= Task data =
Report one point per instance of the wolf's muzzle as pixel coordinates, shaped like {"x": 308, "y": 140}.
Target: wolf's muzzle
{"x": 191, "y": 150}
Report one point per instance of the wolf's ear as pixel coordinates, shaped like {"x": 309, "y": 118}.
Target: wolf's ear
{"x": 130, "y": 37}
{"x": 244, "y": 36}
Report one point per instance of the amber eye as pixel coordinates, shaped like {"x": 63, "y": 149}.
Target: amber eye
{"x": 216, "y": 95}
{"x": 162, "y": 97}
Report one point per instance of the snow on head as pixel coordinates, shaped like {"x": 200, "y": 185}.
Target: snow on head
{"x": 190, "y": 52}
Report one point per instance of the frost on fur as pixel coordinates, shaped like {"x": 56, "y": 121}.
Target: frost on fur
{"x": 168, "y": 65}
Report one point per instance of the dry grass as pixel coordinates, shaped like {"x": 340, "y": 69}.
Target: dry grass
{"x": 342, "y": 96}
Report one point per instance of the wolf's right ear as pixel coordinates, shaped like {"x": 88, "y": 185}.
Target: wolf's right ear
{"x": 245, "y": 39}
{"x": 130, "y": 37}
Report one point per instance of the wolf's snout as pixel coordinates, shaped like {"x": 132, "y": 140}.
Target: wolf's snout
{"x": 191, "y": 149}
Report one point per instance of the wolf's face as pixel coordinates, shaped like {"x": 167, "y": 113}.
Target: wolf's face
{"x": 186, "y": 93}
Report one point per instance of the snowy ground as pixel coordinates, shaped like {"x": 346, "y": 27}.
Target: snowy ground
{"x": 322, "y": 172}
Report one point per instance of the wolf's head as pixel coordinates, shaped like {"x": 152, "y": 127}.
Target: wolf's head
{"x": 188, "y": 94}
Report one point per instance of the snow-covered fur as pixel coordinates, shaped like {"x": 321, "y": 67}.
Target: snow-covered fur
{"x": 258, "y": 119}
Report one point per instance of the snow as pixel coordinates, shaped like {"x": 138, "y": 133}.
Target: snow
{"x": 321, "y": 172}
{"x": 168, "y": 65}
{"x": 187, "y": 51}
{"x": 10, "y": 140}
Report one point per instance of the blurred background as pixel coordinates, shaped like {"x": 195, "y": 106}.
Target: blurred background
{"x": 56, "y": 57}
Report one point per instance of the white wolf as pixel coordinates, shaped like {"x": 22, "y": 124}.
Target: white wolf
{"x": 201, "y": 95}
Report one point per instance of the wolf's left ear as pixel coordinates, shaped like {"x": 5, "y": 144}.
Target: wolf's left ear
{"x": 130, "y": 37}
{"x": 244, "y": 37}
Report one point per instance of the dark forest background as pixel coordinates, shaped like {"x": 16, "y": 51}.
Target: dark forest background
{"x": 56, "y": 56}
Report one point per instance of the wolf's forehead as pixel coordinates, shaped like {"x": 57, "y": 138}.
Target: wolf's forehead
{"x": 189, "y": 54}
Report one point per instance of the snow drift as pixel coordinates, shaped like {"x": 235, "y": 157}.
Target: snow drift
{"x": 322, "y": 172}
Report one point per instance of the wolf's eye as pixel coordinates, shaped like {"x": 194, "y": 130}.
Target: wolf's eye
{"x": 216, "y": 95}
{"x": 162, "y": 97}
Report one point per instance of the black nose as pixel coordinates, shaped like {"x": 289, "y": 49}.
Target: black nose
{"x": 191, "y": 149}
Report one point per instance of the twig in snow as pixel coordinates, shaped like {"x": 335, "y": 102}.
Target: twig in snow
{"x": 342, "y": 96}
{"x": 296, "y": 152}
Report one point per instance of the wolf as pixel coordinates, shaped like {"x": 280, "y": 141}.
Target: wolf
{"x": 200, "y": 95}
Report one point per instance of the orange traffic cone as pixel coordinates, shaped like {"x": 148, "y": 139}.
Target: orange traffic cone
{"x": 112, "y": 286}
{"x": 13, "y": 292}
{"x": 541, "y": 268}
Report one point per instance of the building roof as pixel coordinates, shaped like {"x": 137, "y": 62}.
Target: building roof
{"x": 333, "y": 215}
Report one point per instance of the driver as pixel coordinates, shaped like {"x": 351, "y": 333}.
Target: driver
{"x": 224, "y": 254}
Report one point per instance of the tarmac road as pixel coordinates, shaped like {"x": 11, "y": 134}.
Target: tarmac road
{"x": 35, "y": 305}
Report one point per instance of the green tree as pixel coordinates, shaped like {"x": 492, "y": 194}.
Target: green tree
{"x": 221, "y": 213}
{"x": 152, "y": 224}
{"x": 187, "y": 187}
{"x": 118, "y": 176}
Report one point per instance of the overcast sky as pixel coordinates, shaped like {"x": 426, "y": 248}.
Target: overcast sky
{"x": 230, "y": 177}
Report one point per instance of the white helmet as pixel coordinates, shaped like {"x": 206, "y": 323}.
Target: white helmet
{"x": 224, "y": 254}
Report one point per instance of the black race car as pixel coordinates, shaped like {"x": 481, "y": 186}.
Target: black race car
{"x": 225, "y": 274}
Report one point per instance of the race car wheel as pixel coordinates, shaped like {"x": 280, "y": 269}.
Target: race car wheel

= Short problem =
Your task is to output all of the data above word for word.

= Solved problem =
Report one point per instance of the wolf's muzzle as pixel coordinates, shaped like {"x": 308, "y": 140}.
Target: wolf's muzzle
{"x": 191, "y": 150}
Report one point per instance of the wolf's ear as pixel coordinates, shaped like {"x": 309, "y": 118}.
Target: wolf's ear
{"x": 130, "y": 37}
{"x": 244, "y": 36}
Report one point per instance of the amber eye as pixel coordinates, shaped like {"x": 63, "y": 149}.
Target: amber eye
{"x": 216, "y": 95}
{"x": 162, "y": 97}
Report one point per instance of the snow on head as pixel coordinates, shaped like {"x": 200, "y": 185}.
Target: snow on head
{"x": 190, "y": 52}
Report one point per instance of the frost on fur as pixel coordinates, shaped like {"x": 56, "y": 121}.
Target: frost on fur
{"x": 168, "y": 65}
Report one point per instance of the dry grass as pixel coordinates, shaped like {"x": 340, "y": 69}.
Target: dry grass
{"x": 342, "y": 96}
Report one point per instance of the wolf's right ear as pixel coordinates, shaped like {"x": 88, "y": 185}.
Target: wolf's right ear
{"x": 245, "y": 39}
{"x": 130, "y": 37}
Report one point per instance of the wolf's snout as pixel coordinates, shaped like {"x": 132, "y": 140}.
Target: wolf's snout
{"x": 191, "y": 149}
Report one point per instance of the wolf's face as pixel coordinates, shaped like {"x": 167, "y": 113}.
Target: wolf's face
{"x": 186, "y": 93}
Report one point per instance of the snowy ground as pixel coordinates, shaped like {"x": 346, "y": 27}.
Target: snowy ground
{"x": 322, "y": 172}
Report one point per instance of the wolf's head as pixel coordinates, shaped like {"x": 152, "y": 127}.
Target: wolf's head
{"x": 188, "y": 94}
Report one point per instance of the snow-covered fur as pixel coordinates, shaped like {"x": 321, "y": 67}.
Target: snow-covered fur
{"x": 258, "y": 119}
Report one point per instance of the snow as pixel coordinates, shaped like {"x": 138, "y": 133}.
Target: snow
{"x": 321, "y": 172}
{"x": 168, "y": 65}
{"x": 187, "y": 51}
{"x": 10, "y": 140}
Report one point per instance of the blurred background as pixel coordinates, shaped like {"x": 195, "y": 106}.
Target: blurred background
{"x": 56, "y": 57}
Report one point per instance of the white wolf as pixel coordinates, shaped like {"x": 22, "y": 124}.
Target: white wolf
{"x": 201, "y": 95}
Report one point per instance of the wolf's left ear as pixel coordinates, shaped like {"x": 5, "y": 144}.
Target: wolf's left ear
{"x": 130, "y": 37}
{"x": 244, "y": 37}
Report one point per instance of the dark forest background as pixel coordinates, shaped like {"x": 16, "y": 51}.
Target: dark forest background
{"x": 56, "y": 56}
Report one point per instance of the wolf's forehead as pixel coordinates, shaped like {"x": 57, "y": 138}.
Target: wolf's forehead
{"x": 189, "y": 54}
Report one point per instance of the snow drift as pixel coordinates, shaped like {"x": 235, "y": 157}.
Target: snow drift
{"x": 322, "y": 172}
Report one point per instance of the wolf's eye as pixel coordinates, shaped like {"x": 194, "y": 130}.
Target: wolf's eye
{"x": 216, "y": 95}
{"x": 162, "y": 97}
Report one point per instance of the black nose as pixel coordinates, shaped like {"x": 289, "y": 49}.
Target: black nose
{"x": 191, "y": 149}
Report one point per instance of the twig in snow as pixel coordinates, shaped like {"x": 335, "y": 102}.
Target: twig in snow
{"x": 342, "y": 96}
{"x": 296, "y": 152}
Report one point per instance of the wolf as pixel coordinates, shaped like {"x": 280, "y": 141}.
Target: wolf
{"x": 200, "y": 95}
Report one point per instance of the orange traffic cone as pixel coordinates, shaped like {"x": 148, "y": 139}.
Target: orange traffic cone
{"x": 112, "y": 286}
{"x": 13, "y": 292}
{"x": 541, "y": 268}
Report one point per instance of the building roof as pixel coordinates, shaped like {"x": 137, "y": 62}.
Target: building roof
{"x": 333, "y": 215}
Report one point per instance of the driver as pixel coordinates, shaped like {"x": 351, "y": 333}.
Target: driver
{"x": 224, "y": 254}
Report one point per instance of the tarmac road as pixel coordinates, shaped like {"x": 11, "y": 134}.
Target: tarmac road
{"x": 35, "y": 305}
Report one point per instance of the green tree as pixel coordinates, shaped like {"x": 492, "y": 194}.
Target: green tree
{"x": 221, "y": 213}
{"x": 152, "y": 224}
{"x": 187, "y": 187}
{"x": 118, "y": 176}
Report one point per instance of the overcast sky as pixel coordinates, shaped like {"x": 426, "y": 248}.
Target: overcast sky
{"x": 230, "y": 177}
Report one point per instance of the white helmet as pixel coordinates, shaped like {"x": 206, "y": 323}.
Target: white helmet
{"x": 224, "y": 254}
Report one point per instance of the black race car as pixel coordinates, shaped like {"x": 481, "y": 186}.
Target: black race car
{"x": 225, "y": 274}
Report one point per instance of the race car wheel as pixel coordinates, shaped like {"x": 280, "y": 269}.
Target: race car wheel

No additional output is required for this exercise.